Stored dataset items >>
§ §

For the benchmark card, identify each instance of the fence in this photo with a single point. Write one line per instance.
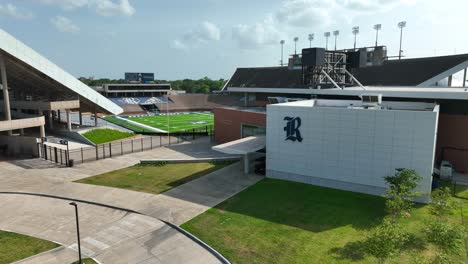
(193, 132)
(67, 157)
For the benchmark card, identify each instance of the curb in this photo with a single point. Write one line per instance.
(199, 242)
(184, 232)
(75, 200)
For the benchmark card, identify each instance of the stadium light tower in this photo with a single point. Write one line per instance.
(296, 39)
(282, 46)
(327, 35)
(311, 37)
(336, 33)
(377, 27)
(401, 25)
(355, 33)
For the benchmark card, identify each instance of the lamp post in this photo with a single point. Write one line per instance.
(401, 25)
(282, 47)
(168, 123)
(336, 33)
(327, 35)
(311, 37)
(355, 33)
(77, 232)
(377, 27)
(296, 39)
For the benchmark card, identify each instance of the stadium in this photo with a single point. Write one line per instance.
(333, 122)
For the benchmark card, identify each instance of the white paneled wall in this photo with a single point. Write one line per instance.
(351, 149)
(24, 53)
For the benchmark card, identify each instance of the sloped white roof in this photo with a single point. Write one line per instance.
(242, 146)
(22, 52)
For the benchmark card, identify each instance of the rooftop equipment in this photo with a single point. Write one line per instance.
(371, 100)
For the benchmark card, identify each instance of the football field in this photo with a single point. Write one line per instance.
(176, 122)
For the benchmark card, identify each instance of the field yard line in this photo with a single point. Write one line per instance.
(141, 125)
(206, 114)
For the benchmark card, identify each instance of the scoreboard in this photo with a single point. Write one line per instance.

§ §

SET PROBLEM >> Reproduce only those lines of the entries above that run from the line with "For the benchmark card, identify each instance of the sloped" to the final line.

TASK RESPONSE >>
For the benchmark card, identify each instance of the sloped white roof in this photo with a single point. Write one line per instance.
(242, 146)
(22, 52)
For the benchmark card, identify each instance of the rooftop equipment in this photo with a single point. Write one line per instance.
(371, 100)
For the benchmark card, identify each instance of the football field in this photo with a single point. Write one line per instance.
(176, 122)
For the benchmark card, identify each instance of the field yard line in this photo with a single point. Write one line per instance.
(141, 125)
(206, 114)
For the benchmark card, identify each instance of the scoreboard in this photo with a single point. Write one line per instance.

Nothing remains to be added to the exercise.